* [The exercise] Convert all of the lines below into a JSON list of strings, with one string per line and blank lines omitted.

———

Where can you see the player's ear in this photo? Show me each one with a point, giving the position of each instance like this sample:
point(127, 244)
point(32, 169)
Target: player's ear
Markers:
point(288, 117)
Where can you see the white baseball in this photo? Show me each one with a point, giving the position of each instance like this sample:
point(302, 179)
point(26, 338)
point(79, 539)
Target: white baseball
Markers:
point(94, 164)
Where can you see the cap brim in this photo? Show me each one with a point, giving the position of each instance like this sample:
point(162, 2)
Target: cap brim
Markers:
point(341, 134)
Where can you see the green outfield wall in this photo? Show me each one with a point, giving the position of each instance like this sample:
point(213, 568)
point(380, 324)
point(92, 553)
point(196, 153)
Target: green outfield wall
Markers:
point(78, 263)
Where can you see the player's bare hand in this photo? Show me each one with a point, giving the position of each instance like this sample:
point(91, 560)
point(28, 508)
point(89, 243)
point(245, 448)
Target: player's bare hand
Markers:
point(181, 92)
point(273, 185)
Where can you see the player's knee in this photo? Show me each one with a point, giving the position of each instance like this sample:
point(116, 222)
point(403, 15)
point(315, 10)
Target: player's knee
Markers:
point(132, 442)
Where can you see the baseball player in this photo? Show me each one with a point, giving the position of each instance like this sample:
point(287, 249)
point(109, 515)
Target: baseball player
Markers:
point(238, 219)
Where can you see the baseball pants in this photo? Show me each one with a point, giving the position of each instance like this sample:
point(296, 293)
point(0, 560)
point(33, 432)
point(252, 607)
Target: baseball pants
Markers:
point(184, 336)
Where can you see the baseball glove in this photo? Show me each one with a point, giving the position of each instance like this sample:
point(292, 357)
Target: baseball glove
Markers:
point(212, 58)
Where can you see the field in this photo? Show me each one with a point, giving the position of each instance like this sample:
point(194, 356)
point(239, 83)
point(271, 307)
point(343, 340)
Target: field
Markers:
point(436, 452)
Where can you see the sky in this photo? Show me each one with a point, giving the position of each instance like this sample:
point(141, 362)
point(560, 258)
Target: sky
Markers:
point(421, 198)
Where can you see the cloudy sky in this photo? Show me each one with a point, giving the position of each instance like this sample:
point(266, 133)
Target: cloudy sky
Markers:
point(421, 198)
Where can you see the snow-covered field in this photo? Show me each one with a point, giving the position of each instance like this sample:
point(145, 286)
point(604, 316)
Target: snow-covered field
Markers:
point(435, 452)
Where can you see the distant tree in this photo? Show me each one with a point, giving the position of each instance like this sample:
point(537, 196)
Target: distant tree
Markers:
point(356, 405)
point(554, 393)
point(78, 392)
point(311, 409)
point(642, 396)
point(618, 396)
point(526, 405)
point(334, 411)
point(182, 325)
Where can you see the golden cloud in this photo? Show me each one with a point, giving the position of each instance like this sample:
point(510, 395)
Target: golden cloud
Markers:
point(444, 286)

———

* [Answer for the task]
[
  "Where can you see the player's ear in this photo? Show me each one with a point, giving the position of each instance like this sample:",
  "point(127, 244)",
  "point(32, 169)",
  "Target: player's ear",
  "Markers:",
  "point(288, 117)",
  "Where can you see the white baseball in this photo? Show me each one with a point, giving the position of each instance like this sample:",
  "point(302, 179)",
  "point(26, 338)",
  "point(79, 539)",
  "Target: white baseball",
  "Markers:",
  "point(94, 164)",
  "Where can you see the cap brim in this photo? Show me each one with a point, giving the position of each instance like this sample:",
  "point(162, 2)",
  "Target: cap brim",
  "Markers:",
  "point(341, 134)",
  "Where can you see the green outfield wall in this photo? Show me each one with a point, giving the position of each instance like this sample:",
  "point(213, 568)",
  "point(380, 324)",
  "point(92, 553)",
  "point(196, 153)",
  "Target: green outfield wall",
  "Markers:",
  "point(78, 263)",
  "Where can you see the player's bare hand in this photo? Show me each one with a point, giving the position of each instance like this sample:",
  "point(91, 560)",
  "point(28, 508)",
  "point(89, 243)",
  "point(245, 448)",
  "Target: player's bare hand",
  "Markers:",
  "point(181, 92)",
  "point(273, 185)",
  "Where can you see the player's knee in this photo? Show me each one with a point, giving the position of each instance like this sample:",
  "point(116, 222)",
  "point(403, 15)",
  "point(315, 10)",
  "Target: player's knee",
  "Markers:",
  "point(132, 442)",
  "Where can you see the baseball player in this photo? Show me each one with a point, giving the position of each instance like this sample:",
  "point(287, 249)",
  "point(109, 515)",
  "Target: baseball player",
  "Markers:",
  "point(238, 219)",
  "Where can you see the baseball pants in this photo? Show me each one with a point, giving the position of each instance like this sample:",
  "point(296, 293)",
  "point(0, 560)",
  "point(33, 432)",
  "point(252, 607)",
  "Target: baseball pants",
  "Markers:",
  "point(184, 336)",
  "Where can you see the baseball glove in this photo? Show me each one with a point, giving the position of each instance like this sample:",
  "point(292, 357)",
  "Target: baseball glove",
  "Markers:",
  "point(212, 58)",
  "Where can you see the field in this photo? Show me each one with a point, giving the position of each instance like this sample:",
  "point(194, 356)",
  "point(239, 83)",
  "point(271, 307)",
  "point(343, 340)",
  "Target: field",
  "Markers:",
  "point(436, 452)",
  "Where can you see the sky in this photo? Show me each one with a point, giving the position of each instance like this sample:",
  "point(141, 362)",
  "point(560, 258)",
  "Target: sky",
  "Markers:",
  "point(421, 198)",
  "Where can you see the cloudy sky in this photo? Show me each one with a point, giving the position of each instance like this sample:",
  "point(266, 133)",
  "Target: cloudy sky",
  "Markers:",
  "point(421, 198)",
  "Where can you see the snow-covered field in this photo? Show me each one with a point, giving the position of each instance like this sample:",
  "point(145, 286)",
  "point(604, 316)",
  "Target: snow-covered field",
  "Markers:",
  "point(435, 452)",
  "Where can you see the distant tree in this photo? Show me each one with a point, giving the position of each instance like this sample:",
  "point(537, 196)",
  "Target: distant tree",
  "Markers:",
  "point(356, 405)",
  "point(554, 393)",
  "point(78, 392)",
  "point(311, 409)",
  "point(642, 396)",
  "point(618, 396)",
  "point(526, 405)",
  "point(334, 411)",
  "point(182, 325)",
  "Where can you see the golden cloud in this photo? Show me each one with a point, giving the position of each instance like this sample:",
  "point(510, 395)",
  "Target: golden cloud",
  "Markers:",
  "point(444, 286)"
]